*WHAT THE EXERCISE ASKS:* How many lines in the rows below contain the string "store"? Reply with the number alone.

*ROWS:*
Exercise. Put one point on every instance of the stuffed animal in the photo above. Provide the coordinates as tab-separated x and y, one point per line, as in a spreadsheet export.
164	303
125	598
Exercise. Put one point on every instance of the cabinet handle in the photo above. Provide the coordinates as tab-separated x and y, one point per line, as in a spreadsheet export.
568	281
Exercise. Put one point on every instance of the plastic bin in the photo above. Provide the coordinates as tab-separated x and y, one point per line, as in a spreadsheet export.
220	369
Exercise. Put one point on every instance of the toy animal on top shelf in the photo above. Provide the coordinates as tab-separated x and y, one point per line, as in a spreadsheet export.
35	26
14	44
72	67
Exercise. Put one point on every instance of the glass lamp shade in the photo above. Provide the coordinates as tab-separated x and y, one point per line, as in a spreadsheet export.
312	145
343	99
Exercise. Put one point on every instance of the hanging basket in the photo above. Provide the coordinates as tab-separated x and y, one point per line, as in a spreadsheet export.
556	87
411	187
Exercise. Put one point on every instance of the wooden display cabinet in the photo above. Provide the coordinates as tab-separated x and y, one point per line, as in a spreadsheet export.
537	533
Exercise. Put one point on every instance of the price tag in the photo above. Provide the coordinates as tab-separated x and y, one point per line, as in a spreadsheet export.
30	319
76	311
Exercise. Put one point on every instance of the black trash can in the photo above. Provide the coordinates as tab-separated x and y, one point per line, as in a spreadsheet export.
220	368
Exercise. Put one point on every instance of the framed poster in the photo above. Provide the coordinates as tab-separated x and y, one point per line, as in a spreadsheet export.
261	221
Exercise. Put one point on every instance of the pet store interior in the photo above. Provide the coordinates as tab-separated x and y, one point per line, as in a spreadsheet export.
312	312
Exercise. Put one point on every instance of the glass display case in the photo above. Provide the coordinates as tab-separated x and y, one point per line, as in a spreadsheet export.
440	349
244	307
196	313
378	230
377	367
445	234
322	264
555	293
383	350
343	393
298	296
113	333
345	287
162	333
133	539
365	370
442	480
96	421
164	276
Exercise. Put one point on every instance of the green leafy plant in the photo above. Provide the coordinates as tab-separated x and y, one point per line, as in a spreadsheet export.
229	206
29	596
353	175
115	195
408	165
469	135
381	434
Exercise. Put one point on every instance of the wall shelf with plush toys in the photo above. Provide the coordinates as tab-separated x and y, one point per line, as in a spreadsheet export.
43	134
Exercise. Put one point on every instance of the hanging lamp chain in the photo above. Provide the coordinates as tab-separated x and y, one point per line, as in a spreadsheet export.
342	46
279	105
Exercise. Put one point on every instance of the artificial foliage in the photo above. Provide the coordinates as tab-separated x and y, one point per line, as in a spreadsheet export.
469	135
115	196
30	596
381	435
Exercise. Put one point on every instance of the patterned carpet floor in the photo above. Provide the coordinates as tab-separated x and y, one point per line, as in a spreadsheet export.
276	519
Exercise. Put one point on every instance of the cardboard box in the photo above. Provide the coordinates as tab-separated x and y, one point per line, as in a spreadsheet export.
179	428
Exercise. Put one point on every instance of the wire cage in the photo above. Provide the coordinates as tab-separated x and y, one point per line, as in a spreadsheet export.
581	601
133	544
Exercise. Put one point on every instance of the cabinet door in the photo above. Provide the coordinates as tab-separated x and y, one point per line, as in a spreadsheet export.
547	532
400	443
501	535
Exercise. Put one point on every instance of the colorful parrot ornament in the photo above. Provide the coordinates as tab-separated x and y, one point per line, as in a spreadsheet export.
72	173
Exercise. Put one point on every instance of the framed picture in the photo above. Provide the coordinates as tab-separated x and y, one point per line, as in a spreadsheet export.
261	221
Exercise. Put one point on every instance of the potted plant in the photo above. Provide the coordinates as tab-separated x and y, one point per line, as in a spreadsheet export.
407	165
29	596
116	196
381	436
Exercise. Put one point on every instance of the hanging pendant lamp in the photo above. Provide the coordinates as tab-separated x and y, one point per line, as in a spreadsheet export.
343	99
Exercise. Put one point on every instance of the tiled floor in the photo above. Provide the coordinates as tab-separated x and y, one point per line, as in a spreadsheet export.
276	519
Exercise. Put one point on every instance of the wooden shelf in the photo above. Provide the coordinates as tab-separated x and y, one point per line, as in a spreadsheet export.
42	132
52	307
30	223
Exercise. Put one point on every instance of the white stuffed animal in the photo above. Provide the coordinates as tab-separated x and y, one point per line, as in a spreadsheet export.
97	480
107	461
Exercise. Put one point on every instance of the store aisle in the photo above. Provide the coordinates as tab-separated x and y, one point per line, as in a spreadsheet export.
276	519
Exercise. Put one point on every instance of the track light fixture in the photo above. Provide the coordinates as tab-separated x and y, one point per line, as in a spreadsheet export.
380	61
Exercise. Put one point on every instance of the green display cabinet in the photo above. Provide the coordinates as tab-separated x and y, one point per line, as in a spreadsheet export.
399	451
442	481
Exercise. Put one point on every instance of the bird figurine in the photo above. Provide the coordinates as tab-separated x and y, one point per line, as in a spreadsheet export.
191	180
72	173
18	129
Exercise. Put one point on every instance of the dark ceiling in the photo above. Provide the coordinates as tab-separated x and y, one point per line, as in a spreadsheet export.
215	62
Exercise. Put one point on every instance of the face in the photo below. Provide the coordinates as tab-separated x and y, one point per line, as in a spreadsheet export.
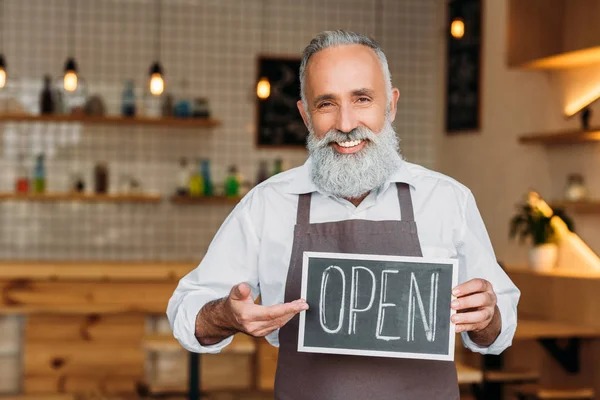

*RESPONSE BELOW:* 2